(Saved entries)
- Opening Delimiter -

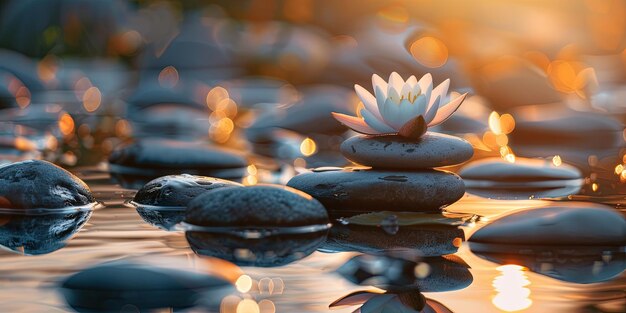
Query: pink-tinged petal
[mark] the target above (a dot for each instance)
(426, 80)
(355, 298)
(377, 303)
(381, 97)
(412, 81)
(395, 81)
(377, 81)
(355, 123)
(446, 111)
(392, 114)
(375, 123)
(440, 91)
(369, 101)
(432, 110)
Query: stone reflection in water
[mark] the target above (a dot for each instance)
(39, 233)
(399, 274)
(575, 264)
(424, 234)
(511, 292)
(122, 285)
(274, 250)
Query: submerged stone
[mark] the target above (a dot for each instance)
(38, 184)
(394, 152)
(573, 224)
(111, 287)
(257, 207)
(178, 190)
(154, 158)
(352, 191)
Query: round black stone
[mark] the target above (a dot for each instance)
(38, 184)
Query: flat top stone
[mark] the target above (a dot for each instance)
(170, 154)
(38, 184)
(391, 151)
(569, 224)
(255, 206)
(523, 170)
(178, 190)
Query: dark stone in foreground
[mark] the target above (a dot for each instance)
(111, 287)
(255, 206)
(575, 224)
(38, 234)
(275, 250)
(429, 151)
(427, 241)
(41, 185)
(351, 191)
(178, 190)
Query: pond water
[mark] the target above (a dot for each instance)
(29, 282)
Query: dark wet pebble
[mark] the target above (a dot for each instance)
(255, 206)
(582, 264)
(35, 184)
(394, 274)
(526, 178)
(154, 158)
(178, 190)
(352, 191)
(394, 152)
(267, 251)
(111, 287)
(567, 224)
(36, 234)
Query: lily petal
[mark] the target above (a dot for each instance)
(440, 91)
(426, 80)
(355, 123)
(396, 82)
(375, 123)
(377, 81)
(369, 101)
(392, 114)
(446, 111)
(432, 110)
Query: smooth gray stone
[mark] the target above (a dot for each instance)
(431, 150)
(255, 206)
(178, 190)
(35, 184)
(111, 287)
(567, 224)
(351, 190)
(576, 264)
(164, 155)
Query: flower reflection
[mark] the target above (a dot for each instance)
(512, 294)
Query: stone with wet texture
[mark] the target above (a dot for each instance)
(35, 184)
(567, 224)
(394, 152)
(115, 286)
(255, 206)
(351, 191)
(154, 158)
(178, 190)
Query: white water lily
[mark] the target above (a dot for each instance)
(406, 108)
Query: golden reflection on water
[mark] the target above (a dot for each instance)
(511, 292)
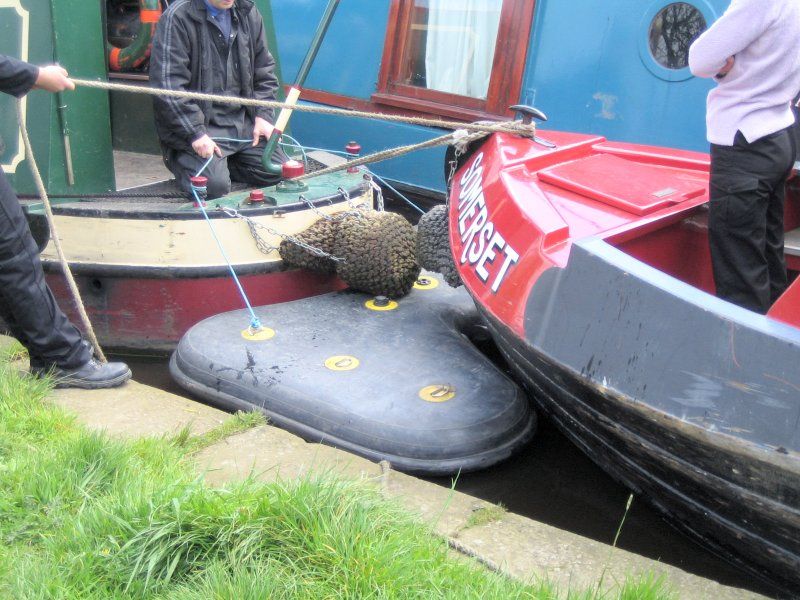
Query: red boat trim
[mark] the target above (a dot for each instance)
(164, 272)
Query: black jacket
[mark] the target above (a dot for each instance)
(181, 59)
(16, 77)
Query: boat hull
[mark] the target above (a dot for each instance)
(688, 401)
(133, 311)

- Closing Delimiter -
- Opening Delimiter -

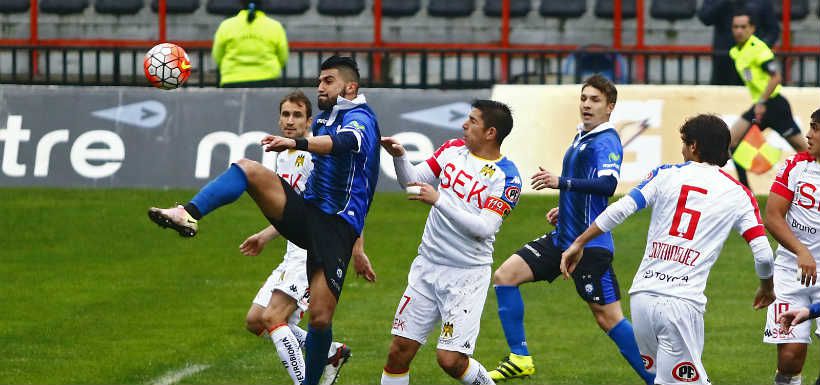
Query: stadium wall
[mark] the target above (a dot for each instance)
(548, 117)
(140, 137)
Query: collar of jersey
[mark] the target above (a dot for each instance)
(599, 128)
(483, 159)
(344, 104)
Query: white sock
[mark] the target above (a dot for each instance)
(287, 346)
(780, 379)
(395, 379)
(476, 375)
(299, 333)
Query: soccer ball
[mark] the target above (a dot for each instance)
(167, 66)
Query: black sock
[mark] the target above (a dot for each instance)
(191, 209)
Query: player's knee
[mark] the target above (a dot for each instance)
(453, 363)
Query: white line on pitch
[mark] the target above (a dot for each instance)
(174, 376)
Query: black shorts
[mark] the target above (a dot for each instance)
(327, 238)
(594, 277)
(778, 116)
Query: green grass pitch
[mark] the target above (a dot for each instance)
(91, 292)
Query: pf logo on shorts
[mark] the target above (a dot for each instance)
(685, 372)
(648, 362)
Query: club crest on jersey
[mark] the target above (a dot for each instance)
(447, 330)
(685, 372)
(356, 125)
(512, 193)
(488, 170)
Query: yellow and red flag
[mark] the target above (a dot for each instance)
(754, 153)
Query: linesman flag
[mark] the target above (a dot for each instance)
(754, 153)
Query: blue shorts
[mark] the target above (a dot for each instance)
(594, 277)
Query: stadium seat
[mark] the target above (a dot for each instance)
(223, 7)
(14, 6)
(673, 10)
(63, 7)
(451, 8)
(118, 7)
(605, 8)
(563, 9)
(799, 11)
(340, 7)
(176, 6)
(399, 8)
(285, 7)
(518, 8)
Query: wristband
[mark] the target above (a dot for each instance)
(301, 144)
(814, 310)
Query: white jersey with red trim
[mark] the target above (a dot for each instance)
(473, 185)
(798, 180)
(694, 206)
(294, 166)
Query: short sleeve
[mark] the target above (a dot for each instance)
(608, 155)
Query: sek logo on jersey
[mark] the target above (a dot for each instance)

- Closing Delimiter -

» **Activity**:
An exact copy of the lines above between the line holding "Query: pink-tinged petal" and the line holding "Query: dark wet pebble", inclusive, is the whole answer.

» **Output**:
Query: pink-tinged petal
[mark] the target above (a dot for each instance)
(426, 80)
(355, 298)
(377, 303)
(381, 97)
(412, 81)
(395, 81)
(377, 81)
(355, 123)
(446, 111)
(392, 114)
(375, 123)
(440, 91)
(369, 101)
(432, 110)
Query: stone reflection in water
[mark] the target above (a dot for each instance)
(39, 233)
(399, 274)
(575, 264)
(424, 234)
(511, 292)
(122, 285)
(274, 250)
Query: submerged stone
[mark] the target above (a dot for each instance)
(38, 184)
(394, 152)
(573, 224)
(111, 287)
(257, 207)
(178, 190)
(154, 158)
(352, 191)
Query: round black stone
[mark] the target above (a dot for each instance)
(38, 184)
Query: flat top stone
[mark] the target above (a dot for each instance)
(170, 154)
(38, 184)
(391, 151)
(569, 224)
(255, 206)
(523, 170)
(178, 190)
Query: dark stone in foreground
[mark] the target above (a dot for each instance)
(111, 287)
(255, 206)
(575, 224)
(38, 234)
(275, 250)
(429, 151)
(427, 241)
(41, 185)
(351, 191)
(178, 190)
Query: pond water
[mark] the target above (a dot for each instance)
(29, 282)
Query: dark wet pebble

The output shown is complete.